/---

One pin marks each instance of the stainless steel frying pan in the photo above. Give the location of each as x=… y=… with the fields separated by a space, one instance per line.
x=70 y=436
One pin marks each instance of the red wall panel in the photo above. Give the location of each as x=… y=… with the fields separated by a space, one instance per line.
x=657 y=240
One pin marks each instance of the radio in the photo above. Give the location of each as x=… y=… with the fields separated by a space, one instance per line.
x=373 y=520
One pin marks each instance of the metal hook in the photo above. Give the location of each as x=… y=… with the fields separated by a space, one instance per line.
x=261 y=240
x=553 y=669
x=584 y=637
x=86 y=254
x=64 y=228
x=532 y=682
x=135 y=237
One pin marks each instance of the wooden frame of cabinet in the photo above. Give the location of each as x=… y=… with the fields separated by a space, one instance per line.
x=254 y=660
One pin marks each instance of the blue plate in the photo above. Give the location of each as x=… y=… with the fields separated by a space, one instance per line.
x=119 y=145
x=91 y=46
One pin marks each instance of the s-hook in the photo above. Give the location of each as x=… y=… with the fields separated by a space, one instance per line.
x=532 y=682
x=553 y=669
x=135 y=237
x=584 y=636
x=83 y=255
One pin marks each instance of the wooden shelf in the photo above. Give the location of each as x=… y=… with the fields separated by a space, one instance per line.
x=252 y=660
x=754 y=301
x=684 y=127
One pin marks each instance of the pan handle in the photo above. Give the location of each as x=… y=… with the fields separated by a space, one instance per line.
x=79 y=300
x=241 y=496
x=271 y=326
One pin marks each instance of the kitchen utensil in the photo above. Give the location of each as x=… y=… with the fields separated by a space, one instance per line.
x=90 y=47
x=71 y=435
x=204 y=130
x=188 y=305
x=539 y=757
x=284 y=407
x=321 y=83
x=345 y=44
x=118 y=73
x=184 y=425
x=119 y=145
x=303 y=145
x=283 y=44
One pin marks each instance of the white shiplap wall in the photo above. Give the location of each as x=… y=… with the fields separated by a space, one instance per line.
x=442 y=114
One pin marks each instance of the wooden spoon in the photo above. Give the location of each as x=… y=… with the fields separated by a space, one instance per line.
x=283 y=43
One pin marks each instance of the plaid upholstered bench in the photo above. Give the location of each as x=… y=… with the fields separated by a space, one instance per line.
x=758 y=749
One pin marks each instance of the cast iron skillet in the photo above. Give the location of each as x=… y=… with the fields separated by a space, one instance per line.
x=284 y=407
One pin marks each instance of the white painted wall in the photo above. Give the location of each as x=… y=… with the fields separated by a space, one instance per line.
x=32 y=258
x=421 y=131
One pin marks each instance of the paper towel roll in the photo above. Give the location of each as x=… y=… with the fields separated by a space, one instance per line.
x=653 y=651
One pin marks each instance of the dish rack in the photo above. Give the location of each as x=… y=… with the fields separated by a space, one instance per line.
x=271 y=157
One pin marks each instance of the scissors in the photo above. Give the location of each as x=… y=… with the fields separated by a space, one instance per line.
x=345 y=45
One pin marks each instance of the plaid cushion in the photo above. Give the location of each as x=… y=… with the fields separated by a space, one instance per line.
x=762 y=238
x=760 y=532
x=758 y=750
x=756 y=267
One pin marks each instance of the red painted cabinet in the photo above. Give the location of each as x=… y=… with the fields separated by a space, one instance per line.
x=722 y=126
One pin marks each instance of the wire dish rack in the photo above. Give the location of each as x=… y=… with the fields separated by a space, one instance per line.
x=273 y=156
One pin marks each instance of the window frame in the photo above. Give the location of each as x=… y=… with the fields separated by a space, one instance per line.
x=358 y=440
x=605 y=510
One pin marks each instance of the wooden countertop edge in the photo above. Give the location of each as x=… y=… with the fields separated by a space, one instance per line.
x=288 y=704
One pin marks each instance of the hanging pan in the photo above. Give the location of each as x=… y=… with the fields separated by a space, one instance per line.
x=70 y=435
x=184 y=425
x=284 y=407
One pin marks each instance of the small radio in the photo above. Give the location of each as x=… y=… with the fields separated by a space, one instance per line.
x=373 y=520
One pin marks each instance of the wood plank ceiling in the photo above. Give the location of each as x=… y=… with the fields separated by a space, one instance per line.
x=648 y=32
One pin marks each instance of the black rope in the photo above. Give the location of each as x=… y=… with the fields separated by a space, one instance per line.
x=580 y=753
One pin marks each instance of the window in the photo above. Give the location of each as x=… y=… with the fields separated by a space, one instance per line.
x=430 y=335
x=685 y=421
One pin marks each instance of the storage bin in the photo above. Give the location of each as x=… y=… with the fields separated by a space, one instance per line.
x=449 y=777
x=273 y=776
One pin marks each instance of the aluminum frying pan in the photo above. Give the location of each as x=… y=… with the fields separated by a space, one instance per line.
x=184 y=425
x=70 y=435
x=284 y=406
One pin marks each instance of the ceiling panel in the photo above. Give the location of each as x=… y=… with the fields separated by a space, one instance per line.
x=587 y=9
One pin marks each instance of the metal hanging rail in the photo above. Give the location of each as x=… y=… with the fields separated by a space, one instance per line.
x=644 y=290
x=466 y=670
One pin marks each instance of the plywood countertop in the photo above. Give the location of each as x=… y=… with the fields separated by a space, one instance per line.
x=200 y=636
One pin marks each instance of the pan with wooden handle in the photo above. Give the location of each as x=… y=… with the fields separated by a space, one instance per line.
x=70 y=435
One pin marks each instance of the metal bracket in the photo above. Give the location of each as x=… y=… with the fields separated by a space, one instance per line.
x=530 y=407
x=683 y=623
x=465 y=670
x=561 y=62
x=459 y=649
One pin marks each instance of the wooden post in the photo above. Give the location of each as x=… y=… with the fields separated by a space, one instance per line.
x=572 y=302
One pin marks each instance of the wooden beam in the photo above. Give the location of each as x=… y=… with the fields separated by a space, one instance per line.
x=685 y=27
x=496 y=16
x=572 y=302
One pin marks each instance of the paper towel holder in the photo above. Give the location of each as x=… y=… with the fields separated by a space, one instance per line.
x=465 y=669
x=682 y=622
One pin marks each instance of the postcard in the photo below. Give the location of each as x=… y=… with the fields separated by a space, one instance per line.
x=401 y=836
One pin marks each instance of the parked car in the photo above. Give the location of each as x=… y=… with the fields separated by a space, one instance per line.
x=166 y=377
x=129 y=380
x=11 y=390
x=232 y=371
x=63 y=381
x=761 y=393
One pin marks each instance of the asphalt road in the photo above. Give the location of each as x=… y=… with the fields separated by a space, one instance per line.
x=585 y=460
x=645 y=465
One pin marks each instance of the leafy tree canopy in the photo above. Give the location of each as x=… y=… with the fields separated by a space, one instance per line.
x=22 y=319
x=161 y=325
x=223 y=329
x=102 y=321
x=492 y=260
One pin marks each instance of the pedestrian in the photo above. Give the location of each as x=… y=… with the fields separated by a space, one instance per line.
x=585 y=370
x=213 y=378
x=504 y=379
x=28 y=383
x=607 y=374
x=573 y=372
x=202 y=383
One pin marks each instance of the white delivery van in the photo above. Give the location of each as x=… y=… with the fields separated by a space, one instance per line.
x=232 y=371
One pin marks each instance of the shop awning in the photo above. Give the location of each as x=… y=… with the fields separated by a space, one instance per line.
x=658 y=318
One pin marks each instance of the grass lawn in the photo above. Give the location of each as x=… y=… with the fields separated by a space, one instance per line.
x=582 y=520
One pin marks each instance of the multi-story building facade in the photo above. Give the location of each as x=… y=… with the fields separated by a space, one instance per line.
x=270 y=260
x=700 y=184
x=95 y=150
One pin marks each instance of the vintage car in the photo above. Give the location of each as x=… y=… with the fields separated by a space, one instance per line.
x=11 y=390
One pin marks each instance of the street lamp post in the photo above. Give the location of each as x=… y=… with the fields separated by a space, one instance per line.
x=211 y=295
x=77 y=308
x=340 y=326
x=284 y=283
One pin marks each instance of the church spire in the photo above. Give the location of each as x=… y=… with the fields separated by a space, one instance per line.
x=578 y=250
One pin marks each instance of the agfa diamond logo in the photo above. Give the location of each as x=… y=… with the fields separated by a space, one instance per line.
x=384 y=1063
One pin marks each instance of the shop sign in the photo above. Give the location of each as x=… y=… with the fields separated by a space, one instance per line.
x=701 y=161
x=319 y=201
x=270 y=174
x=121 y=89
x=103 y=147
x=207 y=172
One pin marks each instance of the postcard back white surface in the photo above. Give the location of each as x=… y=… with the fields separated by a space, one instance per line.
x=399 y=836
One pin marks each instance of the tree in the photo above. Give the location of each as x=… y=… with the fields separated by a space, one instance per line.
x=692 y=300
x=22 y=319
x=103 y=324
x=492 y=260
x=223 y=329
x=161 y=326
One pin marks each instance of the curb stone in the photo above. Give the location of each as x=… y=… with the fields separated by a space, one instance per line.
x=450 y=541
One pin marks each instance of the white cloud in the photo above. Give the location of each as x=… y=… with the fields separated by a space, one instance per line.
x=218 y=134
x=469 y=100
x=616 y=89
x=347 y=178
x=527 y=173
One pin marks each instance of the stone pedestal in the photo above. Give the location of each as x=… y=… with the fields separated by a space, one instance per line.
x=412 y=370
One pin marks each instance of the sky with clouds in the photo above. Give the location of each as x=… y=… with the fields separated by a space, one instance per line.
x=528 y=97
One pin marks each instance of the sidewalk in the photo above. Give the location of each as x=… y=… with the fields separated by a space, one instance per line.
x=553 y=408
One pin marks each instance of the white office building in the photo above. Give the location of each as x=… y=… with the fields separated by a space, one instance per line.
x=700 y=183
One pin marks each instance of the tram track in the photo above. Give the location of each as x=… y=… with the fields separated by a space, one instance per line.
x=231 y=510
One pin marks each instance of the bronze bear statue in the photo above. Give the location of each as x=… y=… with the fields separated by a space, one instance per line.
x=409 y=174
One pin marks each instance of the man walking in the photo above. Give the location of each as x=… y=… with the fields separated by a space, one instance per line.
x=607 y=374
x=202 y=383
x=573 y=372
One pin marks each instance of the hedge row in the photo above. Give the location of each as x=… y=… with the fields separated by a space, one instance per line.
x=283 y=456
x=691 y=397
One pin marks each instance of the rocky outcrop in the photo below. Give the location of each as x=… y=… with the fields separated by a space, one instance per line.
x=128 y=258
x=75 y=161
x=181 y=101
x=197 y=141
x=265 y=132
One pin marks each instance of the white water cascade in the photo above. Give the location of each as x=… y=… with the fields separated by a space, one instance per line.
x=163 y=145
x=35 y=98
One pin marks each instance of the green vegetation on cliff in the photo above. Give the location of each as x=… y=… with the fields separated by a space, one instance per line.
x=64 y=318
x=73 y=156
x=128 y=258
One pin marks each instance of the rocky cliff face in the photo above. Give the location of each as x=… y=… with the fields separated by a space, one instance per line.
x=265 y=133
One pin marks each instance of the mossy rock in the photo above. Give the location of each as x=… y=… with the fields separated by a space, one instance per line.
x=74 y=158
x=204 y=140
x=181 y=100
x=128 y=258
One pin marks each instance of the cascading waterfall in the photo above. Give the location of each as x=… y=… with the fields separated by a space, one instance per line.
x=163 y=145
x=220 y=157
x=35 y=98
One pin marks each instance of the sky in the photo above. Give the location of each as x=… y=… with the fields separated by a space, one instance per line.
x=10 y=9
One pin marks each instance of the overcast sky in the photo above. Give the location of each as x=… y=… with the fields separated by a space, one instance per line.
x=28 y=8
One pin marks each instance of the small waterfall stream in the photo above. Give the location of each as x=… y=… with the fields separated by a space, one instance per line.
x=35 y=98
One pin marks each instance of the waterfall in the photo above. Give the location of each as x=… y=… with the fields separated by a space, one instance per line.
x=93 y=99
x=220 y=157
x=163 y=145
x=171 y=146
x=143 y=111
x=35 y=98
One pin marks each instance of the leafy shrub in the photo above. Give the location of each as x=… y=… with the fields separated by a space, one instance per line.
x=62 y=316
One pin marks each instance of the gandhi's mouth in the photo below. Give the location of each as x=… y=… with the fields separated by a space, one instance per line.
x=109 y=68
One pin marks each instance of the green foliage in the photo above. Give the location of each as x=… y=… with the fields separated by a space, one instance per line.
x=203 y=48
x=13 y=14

\---

■ OBJECTIVE
Turn the data, starting at the line that contains "One pin marks each instance of the sky with" and ending at the line that contains "x=691 y=397", into a numbered list with both of those lines included. Leave out any blank lines.

■ ANSWER
1. One pin marks each instance of the sky with clouds in the photo above. Give the location of each as x=… y=… with the fields separated by a space, one instance per line.
2. x=528 y=97
3. One pin marks each instance of the sidewalk in the photo above. Give the location of each as x=… y=… with the fields separated by a space, one instance per line.
4. x=553 y=408
5. One pin marks each instance of the white office building in the photo above. Give the location of each as x=… y=… with the fields separated by a space, one instance per line.
6. x=700 y=183
7. One pin marks each instance of the tram track in the photo above. Give the location of each as x=… y=… with the fields separated by a space, one instance per line.
8. x=231 y=510
9. One pin marks each instance of the bronze bear statue in the photo above. Give the location of each as x=… y=… with the fields separated by a space, one instance per line.
10. x=409 y=174
11. One pin marks each instance of the man walking in the photo above. Give the location of each as x=… y=… with the fields separated by a space, one instance per line.
12. x=607 y=374
13. x=202 y=383
14. x=573 y=372
15. One pin marks each instance of the hedge row in the photo above. Give the location of each as x=… y=… with the fields separated by a space, one instance per line.
16. x=283 y=456
17. x=691 y=397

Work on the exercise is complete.